**EXERCISE:**
Reproduce the listing that follows, unchanged and complete.

::::

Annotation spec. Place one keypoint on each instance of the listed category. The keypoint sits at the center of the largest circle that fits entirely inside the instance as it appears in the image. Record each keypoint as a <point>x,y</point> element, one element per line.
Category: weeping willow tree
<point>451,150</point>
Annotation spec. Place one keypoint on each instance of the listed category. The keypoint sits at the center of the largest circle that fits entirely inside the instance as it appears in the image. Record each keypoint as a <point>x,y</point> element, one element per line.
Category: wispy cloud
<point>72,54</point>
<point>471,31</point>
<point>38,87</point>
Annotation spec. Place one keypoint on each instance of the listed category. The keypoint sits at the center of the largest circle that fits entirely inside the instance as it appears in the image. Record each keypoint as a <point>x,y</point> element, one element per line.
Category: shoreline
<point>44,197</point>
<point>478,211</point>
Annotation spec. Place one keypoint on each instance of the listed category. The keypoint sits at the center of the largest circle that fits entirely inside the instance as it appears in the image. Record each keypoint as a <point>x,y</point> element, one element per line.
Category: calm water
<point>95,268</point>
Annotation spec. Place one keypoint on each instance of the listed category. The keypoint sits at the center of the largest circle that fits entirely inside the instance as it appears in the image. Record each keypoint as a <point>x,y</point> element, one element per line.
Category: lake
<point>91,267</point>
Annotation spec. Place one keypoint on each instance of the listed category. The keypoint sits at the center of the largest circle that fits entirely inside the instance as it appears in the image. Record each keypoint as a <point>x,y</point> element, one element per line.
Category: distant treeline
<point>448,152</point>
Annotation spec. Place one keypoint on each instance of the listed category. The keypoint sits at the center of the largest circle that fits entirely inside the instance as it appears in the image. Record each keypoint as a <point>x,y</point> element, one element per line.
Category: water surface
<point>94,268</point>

::::

**RESPONSE TO THIS TASK:**
Annotation spec. Place one keypoint on each instance of the listed category. The keypoint sits at the center of the largest circle that fits entirely inside the instance as it appears in the image. Record each keypoint as a <point>x,y</point> element, one element per line.
Category: weeping willow tree
<point>451,150</point>
Annotation spec. Place one keypoint on each instance of the listed category. The keypoint sits at the center of the largest circle that fits entirely inside the instance as it appears in the image. Record each keypoint as a <point>x,y</point> element, one element per line.
Category: wispy cloud
<point>72,54</point>
<point>471,31</point>
<point>38,87</point>
Annotation spec. Place one keypoint on each instance of the listed category. The keypoint sits at the center of the largest circle that fits entirely inside the instance as it appears in the image. Record each keypoint as a <point>x,y</point> element, one element per line.
Category: shoreline
<point>44,197</point>
<point>478,211</point>
Annotation spec. Place one keypoint on each instance of the listed category. The keypoint sits at the center of the largest circle that fits entirely inside the instance as it appears in the image. Record each keypoint as a <point>x,y</point> element, one element per line.
Category: calm water
<point>95,268</point>
Annotation spec. Place one keypoint on each instance of the listed category. The keypoint sits at the center of the largest circle that fits entirely inside the instance as it appears in the image. Record each keypoint as a <point>x,y</point> element, one element per line.
Category: lake
<point>91,267</point>
Annotation spec. Place one keypoint on each instance of the listed category. The keypoint sits at the center of the largest circle that fits entirely inside the instance as it appears in the image. Record each keypoint as a <point>x,y</point> element, one element per line.
Category: distant treeline
<point>448,152</point>
Annotation spec. Place one keypoint on each instance of the listed category. The keypoint sits at the center of the largest circle that fits entirely inside the instance as it appears in the image. Record each keypoint as a <point>x,y</point> element, one element per line.
Category: water surface
<point>94,268</point>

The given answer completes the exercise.